(QUOTED PASSAGE)
######

Jonathan (right), with colleague John Donaldson, about to leave the NUMed campus in the middle of a heavy storm
A typical working day for me starts with kissing goodbye to the family, followed by a podcast/audiobook then email triage and some Kindle reading on my walk-Metro-walk commute from North Tyneside into Newcastle city centre. I suppose technically I’ve been heading in to the same job at Newcastle University for the last dozen years, although it has transformed, keeping pace with technology, so that every couple of years it bears little resemblance to the years before. It’s that constant evolution that’s kept me interested, and most times when I look back to how things were done not that long ago it’s slightly cringe-inducing, like going from working on Server 2008 R2 back to Server 2003!
Today isn’t a typical day though. I woke up in a hotel in Johor Bahru, on the southern end of the Malaysian peninsular, with quite an impressive view over the water to Singapore, then had a taxi ride to a handful of practically finished buildings in the middle of a huge building site in Nusajaya, the home of our new branch campus. The demand for places in our Medical School from South East Asia is sufficiently great that we’ve decided it’s worth us going to them and we’re opening Newcastle University Medicine (NUMed) Malaysia.

######

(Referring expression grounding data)
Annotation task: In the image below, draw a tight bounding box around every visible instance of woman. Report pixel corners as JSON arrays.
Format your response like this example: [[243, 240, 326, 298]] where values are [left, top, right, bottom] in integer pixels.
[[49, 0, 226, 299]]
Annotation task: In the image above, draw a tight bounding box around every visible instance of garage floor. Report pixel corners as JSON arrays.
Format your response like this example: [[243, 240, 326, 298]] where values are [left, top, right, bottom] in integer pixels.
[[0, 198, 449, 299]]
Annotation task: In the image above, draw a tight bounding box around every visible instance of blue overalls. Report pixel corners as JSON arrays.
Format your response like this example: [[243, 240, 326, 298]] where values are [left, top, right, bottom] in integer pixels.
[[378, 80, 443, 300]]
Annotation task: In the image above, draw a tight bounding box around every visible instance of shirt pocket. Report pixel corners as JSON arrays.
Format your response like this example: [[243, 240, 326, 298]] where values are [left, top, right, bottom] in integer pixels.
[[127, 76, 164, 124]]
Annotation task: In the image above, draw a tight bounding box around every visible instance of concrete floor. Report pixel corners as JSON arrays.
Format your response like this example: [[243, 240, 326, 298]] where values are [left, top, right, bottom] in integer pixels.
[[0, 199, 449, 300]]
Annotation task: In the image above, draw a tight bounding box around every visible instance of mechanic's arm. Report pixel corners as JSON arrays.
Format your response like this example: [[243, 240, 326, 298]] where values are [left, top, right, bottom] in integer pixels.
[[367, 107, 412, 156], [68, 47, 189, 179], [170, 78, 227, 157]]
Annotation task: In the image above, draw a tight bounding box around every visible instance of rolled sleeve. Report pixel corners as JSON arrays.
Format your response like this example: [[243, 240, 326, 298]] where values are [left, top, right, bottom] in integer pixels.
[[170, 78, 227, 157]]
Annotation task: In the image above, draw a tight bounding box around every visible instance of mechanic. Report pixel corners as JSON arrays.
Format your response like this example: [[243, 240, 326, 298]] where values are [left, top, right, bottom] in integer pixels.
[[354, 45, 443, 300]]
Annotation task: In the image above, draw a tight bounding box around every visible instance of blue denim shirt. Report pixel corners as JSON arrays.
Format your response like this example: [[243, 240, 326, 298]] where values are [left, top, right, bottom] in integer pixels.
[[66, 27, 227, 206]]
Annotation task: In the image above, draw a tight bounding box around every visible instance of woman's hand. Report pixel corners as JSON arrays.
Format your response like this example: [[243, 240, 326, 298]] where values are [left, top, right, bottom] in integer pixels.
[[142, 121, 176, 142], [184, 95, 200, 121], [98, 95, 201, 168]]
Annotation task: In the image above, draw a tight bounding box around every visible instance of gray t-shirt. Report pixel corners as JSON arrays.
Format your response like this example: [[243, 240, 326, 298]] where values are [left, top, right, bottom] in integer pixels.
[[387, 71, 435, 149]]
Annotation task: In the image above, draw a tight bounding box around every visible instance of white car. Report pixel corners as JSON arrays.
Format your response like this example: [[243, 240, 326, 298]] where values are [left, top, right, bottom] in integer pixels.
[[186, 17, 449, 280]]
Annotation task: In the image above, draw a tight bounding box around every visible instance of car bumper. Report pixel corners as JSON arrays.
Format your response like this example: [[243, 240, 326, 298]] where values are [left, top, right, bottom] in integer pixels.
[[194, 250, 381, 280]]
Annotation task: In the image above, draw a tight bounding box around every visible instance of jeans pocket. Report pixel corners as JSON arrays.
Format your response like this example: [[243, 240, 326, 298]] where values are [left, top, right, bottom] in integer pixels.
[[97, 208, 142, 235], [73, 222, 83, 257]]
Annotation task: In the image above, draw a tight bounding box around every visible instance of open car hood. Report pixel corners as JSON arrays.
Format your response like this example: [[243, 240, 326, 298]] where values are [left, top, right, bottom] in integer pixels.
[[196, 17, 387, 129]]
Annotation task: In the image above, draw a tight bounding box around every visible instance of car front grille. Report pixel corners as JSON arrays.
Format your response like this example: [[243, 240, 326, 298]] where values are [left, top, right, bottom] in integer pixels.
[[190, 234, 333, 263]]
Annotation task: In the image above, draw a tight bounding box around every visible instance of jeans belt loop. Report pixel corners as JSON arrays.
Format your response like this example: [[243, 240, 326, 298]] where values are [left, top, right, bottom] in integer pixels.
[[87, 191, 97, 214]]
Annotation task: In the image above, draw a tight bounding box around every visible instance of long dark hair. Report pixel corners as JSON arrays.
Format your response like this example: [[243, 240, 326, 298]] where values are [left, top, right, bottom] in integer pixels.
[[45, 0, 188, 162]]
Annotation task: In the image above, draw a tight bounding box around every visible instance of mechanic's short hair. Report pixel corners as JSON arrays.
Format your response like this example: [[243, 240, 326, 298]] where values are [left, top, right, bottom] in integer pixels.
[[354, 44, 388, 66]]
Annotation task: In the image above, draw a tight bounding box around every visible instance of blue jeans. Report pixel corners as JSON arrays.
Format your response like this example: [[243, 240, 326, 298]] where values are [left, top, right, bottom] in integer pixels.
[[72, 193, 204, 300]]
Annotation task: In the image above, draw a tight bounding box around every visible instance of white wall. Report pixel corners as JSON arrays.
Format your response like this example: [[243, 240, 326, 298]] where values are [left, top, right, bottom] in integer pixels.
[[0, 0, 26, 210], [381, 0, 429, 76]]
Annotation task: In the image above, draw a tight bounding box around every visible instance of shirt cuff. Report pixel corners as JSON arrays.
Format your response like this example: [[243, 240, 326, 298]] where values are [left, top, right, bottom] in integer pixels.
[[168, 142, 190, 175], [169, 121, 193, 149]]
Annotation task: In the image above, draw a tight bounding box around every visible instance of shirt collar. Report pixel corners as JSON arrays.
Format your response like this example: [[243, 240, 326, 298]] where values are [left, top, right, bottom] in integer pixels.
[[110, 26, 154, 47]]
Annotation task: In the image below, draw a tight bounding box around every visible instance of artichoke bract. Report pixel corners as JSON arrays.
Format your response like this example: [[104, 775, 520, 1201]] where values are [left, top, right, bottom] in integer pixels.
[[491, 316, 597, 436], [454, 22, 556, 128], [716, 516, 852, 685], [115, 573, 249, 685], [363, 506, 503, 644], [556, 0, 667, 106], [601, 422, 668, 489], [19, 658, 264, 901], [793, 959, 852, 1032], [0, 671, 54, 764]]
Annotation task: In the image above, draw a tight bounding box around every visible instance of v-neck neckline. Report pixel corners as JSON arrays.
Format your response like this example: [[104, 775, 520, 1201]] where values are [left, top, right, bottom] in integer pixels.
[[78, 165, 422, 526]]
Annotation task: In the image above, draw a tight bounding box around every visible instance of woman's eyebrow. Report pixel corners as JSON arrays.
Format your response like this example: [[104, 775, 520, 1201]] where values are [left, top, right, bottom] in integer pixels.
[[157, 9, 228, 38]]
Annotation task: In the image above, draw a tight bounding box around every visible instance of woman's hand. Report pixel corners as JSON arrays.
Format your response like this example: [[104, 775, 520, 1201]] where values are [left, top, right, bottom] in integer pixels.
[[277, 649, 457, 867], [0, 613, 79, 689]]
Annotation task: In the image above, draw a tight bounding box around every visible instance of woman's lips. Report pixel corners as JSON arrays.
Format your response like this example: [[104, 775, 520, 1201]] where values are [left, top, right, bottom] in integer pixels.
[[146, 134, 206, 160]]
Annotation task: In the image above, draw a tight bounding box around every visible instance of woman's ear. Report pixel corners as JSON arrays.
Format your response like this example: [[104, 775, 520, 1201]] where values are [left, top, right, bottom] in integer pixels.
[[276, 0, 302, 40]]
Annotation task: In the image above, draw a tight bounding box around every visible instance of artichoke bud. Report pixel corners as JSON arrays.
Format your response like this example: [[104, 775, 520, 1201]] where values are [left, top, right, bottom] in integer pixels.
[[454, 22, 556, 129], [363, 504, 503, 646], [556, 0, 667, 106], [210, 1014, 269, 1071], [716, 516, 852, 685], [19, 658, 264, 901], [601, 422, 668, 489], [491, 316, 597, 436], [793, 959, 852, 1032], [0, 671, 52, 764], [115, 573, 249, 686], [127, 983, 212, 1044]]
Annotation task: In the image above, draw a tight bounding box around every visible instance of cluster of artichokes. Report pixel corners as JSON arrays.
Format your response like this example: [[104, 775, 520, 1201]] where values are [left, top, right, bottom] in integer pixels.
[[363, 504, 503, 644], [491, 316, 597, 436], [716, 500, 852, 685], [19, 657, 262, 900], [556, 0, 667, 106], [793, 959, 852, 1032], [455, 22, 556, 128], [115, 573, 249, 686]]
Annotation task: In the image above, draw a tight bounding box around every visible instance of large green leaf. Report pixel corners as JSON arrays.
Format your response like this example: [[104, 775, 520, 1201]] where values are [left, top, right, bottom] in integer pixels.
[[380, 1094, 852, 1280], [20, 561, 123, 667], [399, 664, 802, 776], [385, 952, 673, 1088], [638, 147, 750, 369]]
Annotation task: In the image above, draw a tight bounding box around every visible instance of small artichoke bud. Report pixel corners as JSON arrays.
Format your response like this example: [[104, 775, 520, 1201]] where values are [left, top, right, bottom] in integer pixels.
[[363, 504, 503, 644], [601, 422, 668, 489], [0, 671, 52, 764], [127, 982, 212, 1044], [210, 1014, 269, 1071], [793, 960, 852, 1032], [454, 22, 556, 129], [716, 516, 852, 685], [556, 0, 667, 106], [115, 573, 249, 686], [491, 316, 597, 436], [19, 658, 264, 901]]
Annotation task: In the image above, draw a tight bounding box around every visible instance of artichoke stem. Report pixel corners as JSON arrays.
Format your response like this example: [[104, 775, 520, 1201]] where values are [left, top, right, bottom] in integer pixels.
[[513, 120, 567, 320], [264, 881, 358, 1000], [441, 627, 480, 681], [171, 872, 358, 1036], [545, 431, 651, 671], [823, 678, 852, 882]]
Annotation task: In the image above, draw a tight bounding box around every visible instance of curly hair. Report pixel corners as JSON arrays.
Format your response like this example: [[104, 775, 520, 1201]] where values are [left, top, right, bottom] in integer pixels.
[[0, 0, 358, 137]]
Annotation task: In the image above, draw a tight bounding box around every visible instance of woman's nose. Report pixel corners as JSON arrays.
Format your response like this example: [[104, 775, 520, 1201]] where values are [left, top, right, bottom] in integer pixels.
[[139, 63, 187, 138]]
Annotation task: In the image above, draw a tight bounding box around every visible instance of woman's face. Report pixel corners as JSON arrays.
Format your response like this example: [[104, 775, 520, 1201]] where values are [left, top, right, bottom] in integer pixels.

######

(WORK REQUIRED)
Return the full passage about the workday at Newcastle University and the NUMed Malaysia campus, word for word from start to finish.

(FINISHED TASK)
Jonathan (right), with colleague John Donaldson, about to leave the NUMed campus in the middle of a heavy storm
A typical working day for me starts with kissing goodbye to the family, followed by a podcast/audiobook then email triage and some Kindle reading on my walk-Metro-walk commute from North Tyneside into Newcastle city centre. I suppose technically I’ve been heading in to the same job at Newcastle University for the last dozen years, although it has transformed, keeping pace with technology, so that every couple of years it bears little resemblance to the years before. It’s that constant evolution that’s kept me interested, and most times when I look back to how things were done not that long ago it’s slightly cringe-inducing, like going from working on Server 2008 R2 back to Server 2003!
Today isn’t a typical day though. I woke up in a hotel in Johor Bahru, on the southern end of the Malaysian peninsular, with quite an impressive view over the water to Singapore, then had a taxi ride to a handful of practically finished buildings in the middle of a huge building site in Nusajaya, the home of our new branch campus. The demand for places in our Medical School from South East Asia is sufficiently great that we’ve decided it’s worth us going to them and we’re opening Newcastle University Medicine (NUMed) Malaysia.